As the first SSD with QLC NAND to hit our testbed, the Intel SSD 660p provides much-awaited hard facts to settle the rumors and worries surrounding QLC NAND. With only a short time to review the drive we haven't had time to do much about measuring the write endurance, but our 1TB sample has been subjected to 8TB of writes and counting (out of a rated 200TB endurance) without reporting any errors and the SMART status indicates about 1% of the endurance has been used, so things are looking fine thus far.

On the performance side of things, we have confirmed that QLC NAND is slower than TLC, but the difference is not as drastic as many early predictions about QLC NAND suggested. If we didn't already know what NAND the 660p uses under the hood, Intel could pass it off as being an unusually slow TLC SSD. Even the worst-case performance isn't any worse than what we've seen with some older, smaller TLC SSDs with NAND that is much slower than the current 64-layer stuff.

The performance of the SLC cache on the Intel SSD 660p is excellent, rivaling the high-end 8-channel controllers from Silicon Motion. When the 660p isn't very full and the SLC cache is still quite large, it provides significant boosts to write performance. Read performance is usually very competitive with other low-end NVMe SSDs and well out of reach of SATA SSDs. The only exception seems to be that the 660p is not very good at suspending write operations in favor of completing a quicker read operation, so during mixed workloads or when the drive is still working on background processing to flush the SLC cache the read latency can be significantly elevated.

Even though our synthetic tests are designed to give drives a reasonable amount of idle time to flush their SLC write caches, the 660p keeps most of the data as SLC until the capacity of QLC becomes necessary. This means that when the SLC cache does eventually fill up, there's a large backlog of work to be done migrating data in to QLC blocks. We haven't yet quantified how quickly the 660p can fold the data from the SLC cache into QLC during idle times, but it clearly isn't enough to keep pace with our current test configurations. It also appears that most or all of the tests that were run after filling the drive up to 100% did not give the 660p enough idle time after the fill operation to complete its background cleanup work, so even some of the read performance measurements for the full-drive test runs suffer the consequences of filling up the SLC write cache.

- - - - - - -

Render this sentence from the Intel SSD 660p review in Spanish: "If we didn't already know what NAND the 660p uses under the hood, Intel could pass it off as being an unusually slow TLC SSD."

## The data
- - - - - - -

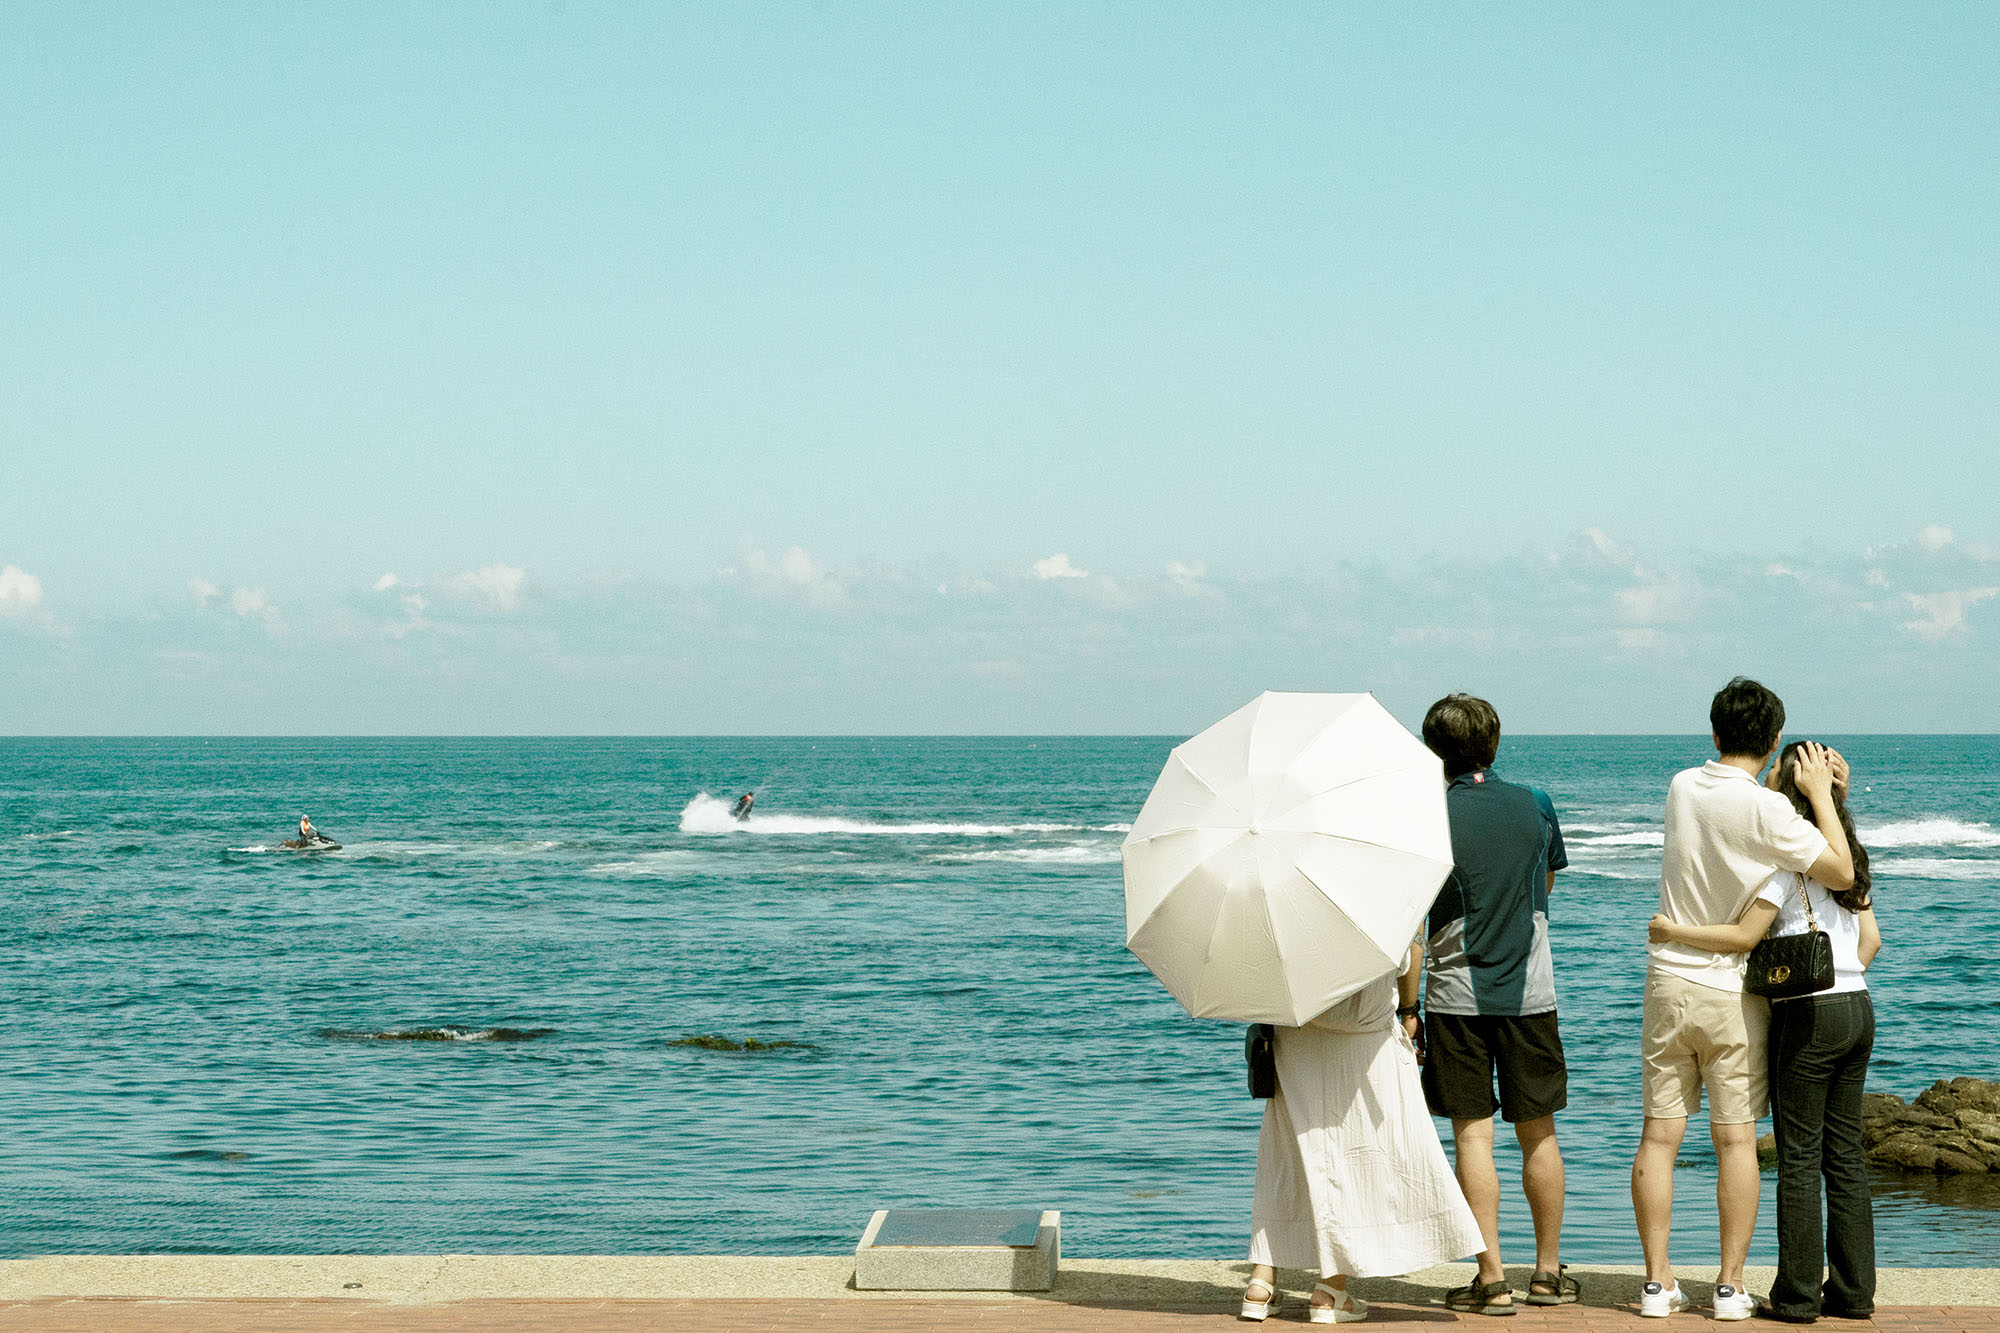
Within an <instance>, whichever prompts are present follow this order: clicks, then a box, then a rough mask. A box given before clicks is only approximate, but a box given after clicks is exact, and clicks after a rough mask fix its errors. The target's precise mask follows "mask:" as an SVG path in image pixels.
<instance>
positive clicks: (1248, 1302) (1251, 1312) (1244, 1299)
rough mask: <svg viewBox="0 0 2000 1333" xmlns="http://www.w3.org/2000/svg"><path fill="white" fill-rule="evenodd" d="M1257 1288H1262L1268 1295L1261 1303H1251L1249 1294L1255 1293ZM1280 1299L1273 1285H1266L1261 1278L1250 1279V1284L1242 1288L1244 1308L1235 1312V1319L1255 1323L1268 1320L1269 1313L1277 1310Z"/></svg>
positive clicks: (1274, 1286)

- - - - - - -

## Expected output
Si no supiéramos ya qué NAND usa el 660p por dentro, Intel podría hacerlo pasar por un SSD TLC inusualmente lento.